━━━ Extracted entries

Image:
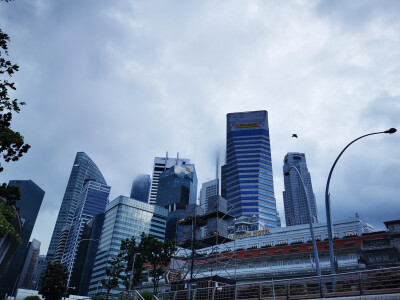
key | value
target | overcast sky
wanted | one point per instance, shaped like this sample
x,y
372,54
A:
x,y
125,81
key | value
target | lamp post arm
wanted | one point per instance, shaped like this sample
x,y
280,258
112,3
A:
x,y
334,164
327,201
315,249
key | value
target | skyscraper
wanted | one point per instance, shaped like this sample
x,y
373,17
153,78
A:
x,y
160,165
247,180
294,198
177,187
124,218
208,189
28,207
86,255
27,272
82,169
92,201
141,188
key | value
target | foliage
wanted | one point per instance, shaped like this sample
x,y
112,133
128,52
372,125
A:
x,y
32,298
10,195
128,249
158,254
54,283
147,295
113,274
12,145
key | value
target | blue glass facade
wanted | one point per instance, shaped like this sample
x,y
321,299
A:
x,y
177,187
92,201
141,188
83,168
125,217
28,207
247,180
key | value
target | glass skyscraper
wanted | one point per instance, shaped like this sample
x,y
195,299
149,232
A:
x,y
177,187
28,208
83,168
294,198
92,201
247,180
124,218
141,188
161,164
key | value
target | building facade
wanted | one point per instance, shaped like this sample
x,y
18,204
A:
x,y
294,198
177,188
28,208
247,179
27,274
141,188
83,168
86,255
160,165
124,218
92,201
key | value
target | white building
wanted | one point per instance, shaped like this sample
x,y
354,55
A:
x,y
160,165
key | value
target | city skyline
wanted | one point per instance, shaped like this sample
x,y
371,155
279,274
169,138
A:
x,y
149,79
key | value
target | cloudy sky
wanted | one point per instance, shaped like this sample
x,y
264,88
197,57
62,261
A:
x,y
125,81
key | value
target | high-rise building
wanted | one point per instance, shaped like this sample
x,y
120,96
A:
x,y
86,255
177,187
247,180
160,165
208,189
141,188
92,201
28,208
124,218
37,273
83,168
27,273
294,198
62,241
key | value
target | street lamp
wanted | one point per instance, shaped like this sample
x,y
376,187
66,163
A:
x,y
133,269
327,203
98,284
309,219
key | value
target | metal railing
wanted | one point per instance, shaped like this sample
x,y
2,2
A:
x,y
371,282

━━━━━━

§ **Task instructions**: Each line above that contains the word "building" must be copied.

§ **Solution for this exercise**:
target | building facade
target | white building
target | high-rise building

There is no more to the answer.